◆ **SET PROBLEM**
Omit all images, then return the remaining material exactly as it stands.
— begin GIVEN DATA —
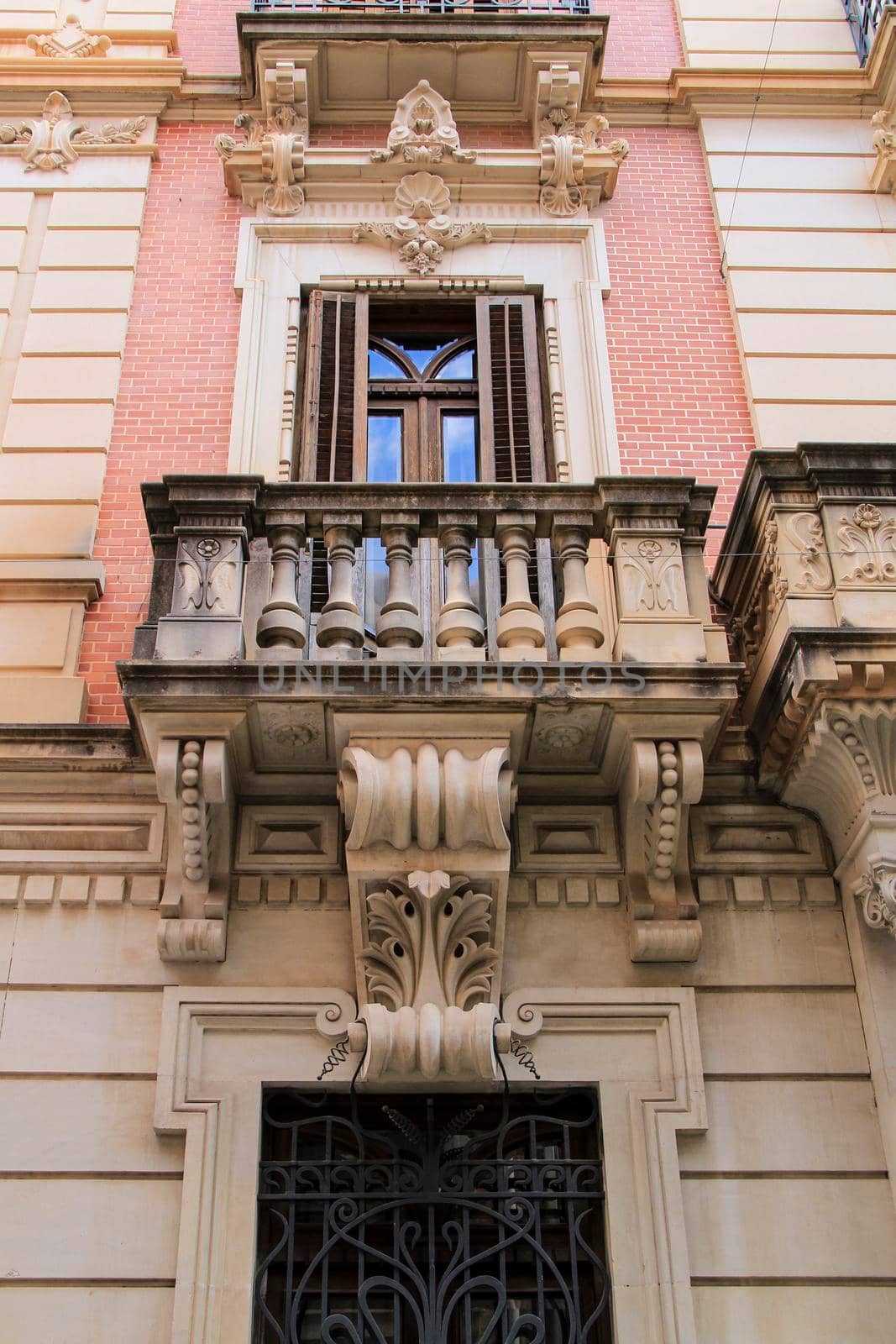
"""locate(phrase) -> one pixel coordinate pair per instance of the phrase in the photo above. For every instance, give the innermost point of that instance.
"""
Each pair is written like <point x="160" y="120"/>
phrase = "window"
<point x="432" y="391"/>
<point x="441" y="391"/>
<point x="438" y="1220"/>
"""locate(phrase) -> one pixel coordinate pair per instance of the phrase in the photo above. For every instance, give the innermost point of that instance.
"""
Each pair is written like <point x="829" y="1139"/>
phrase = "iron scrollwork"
<point x="436" y="1220"/>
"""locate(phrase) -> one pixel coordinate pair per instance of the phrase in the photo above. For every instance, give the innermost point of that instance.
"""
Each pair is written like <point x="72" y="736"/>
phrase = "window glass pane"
<point x="385" y="447"/>
<point x="380" y="365"/>
<point x="458" y="367"/>
<point x="459" y="444"/>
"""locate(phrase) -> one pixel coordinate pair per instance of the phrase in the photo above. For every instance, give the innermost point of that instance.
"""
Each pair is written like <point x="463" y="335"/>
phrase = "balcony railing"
<point x="426" y="573"/>
<point x="419" y="8"/>
<point x="864" y="18"/>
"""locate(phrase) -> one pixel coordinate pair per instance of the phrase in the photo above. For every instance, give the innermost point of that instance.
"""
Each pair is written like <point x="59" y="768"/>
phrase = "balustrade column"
<point x="459" y="633"/>
<point x="282" y="625"/>
<point x="520" y="627"/>
<point x="578" y="627"/>
<point x="340" y="628"/>
<point x="398" y="625"/>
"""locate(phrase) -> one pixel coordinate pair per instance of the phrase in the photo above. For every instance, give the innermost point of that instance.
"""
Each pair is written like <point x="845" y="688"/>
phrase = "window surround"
<point x="564" y="260"/>
<point x="640" y="1047"/>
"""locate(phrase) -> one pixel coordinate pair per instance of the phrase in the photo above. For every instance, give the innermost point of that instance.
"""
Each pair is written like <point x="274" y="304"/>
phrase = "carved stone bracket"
<point x="273" y="151"/>
<point x="423" y="131"/>
<point x="69" y="40"/>
<point x="663" y="779"/>
<point x="194" y="784"/>
<point x="884" y="171"/>
<point x="429" y="945"/>
<point x="53" y="141"/>
<point x="422" y="226"/>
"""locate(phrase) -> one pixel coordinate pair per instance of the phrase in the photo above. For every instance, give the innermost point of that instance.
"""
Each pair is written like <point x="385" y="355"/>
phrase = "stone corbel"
<point x="884" y="171"/>
<point x="661" y="780"/>
<point x="427" y="855"/>
<point x="558" y="96"/>
<point x="194" y="784"/>
<point x="577" y="170"/>
<point x="273" y="151"/>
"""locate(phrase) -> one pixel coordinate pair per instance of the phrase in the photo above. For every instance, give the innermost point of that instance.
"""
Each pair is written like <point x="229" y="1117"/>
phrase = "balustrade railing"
<point x="864" y="18"/>
<point x="419" y="8"/>
<point x="426" y="573"/>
— end GIVEN DATA —
◆ **ANSWER**
"""locate(phrase) -> one pixel coordinate pair per instance of the phrase in the photo above. For every instance, give the innermost point of that instance.
"""
Each pair is written like <point x="160" y="120"/>
phrase = "window"
<point x="432" y="391"/>
<point x="441" y="391"/>
<point x="438" y="1220"/>
"""locate(phrase) -> one pixel coordinate pair per instance of the phrase in the photo above. For every instance, give the innermost point of that instance.
"""
Each pair is written like <point x="829" y="1139"/>
phrase = "iron scrollwork"
<point x="436" y="1220"/>
"""locate(phrase) -> one pixel coordinate pair per instance of the phrase in the photo above. For every instance, give the innermost point of that instance.
"""
Each pair is written like <point x="72" y="736"/>
phrase = "window glass pane"
<point x="385" y="447"/>
<point x="380" y="365"/>
<point x="458" y="367"/>
<point x="459" y="444"/>
"""locate(phrase) -> one pixel coordinate pair per instance of the phrase in the photo above. For every instance, give the innermost point of that instance.
"""
Each pair is written like <point x="463" y="335"/>
phrase = "balcony railing"
<point x="426" y="573"/>
<point x="419" y="8"/>
<point x="864" y="18"/>
"""locate(phrase) -> one pixel coordinate pair per instance of the phrase in the photo above. For every instance, give the innermost point of that instance.
"""
Each pair is written like <point x="59" y="768"/>
phrase = "balustrade column"
<point x="459" y="633"/>
<point x="282" y="625"/>
<point x="520" y="627"/>
<point x="578" y="627"/>
<point x="340" y="628"/>
<point x="398" y="625"/>
"""locate(phrase) -> one pixel coordinate pair per instance of the phrase in the photo above. For every instance, give the innermost point of that instance.
"""
Each pair is written like <point x="845" y="688"/>
phrase = "window surround"
<point x="564" y="260"/>
<point x="640" y="1047"/>
"""locate(phrase) -> one pixel coordinate pair per instance of the phrase in the photo above. For every instance, give the innermost point of that instance.
"""
Each pair is written like <point x="274" y="304"/>
phrase = "carved stone bracket"
<point x="273" y="151"/>
<point x="423" y="131"/>
<point x="69" y="40"/>
<point x="663" y="779"/>
<point x="194" y="784"/>
<point x="884" y="171"/>
<point x="429" y="945"/>
<point x="53" y="141"/>
<point x="422" y="226"/>
"""locate(phrase) -> one pixel coordinate pair per instance of the phrase in the photo above. For every instance, give the innermost point of that instance.
"""
Each pair is written like <point x="385" y="355"/>
phrase = "stone corbel"
<point x="884" y="171"/>
<point x="661" y="780"/>
<point x="427" y="855"/>
<point x="558" y="96"/>
<point x="194" y="784"/>
<point x="577" y="170"/>
<point x="273" y="151"/>
"""locate(phrase) -> one pixel coordinate pair per instance of the phrase in the photo above. For every instance, give the innermost point of that instance.
"""
Each pair is written like <point x="229" y="1117"/>
phrase = "balustrade railing"
<point x="864" y="18"/>
<point x="419" y="8"/>
<point x="426" y="573"/>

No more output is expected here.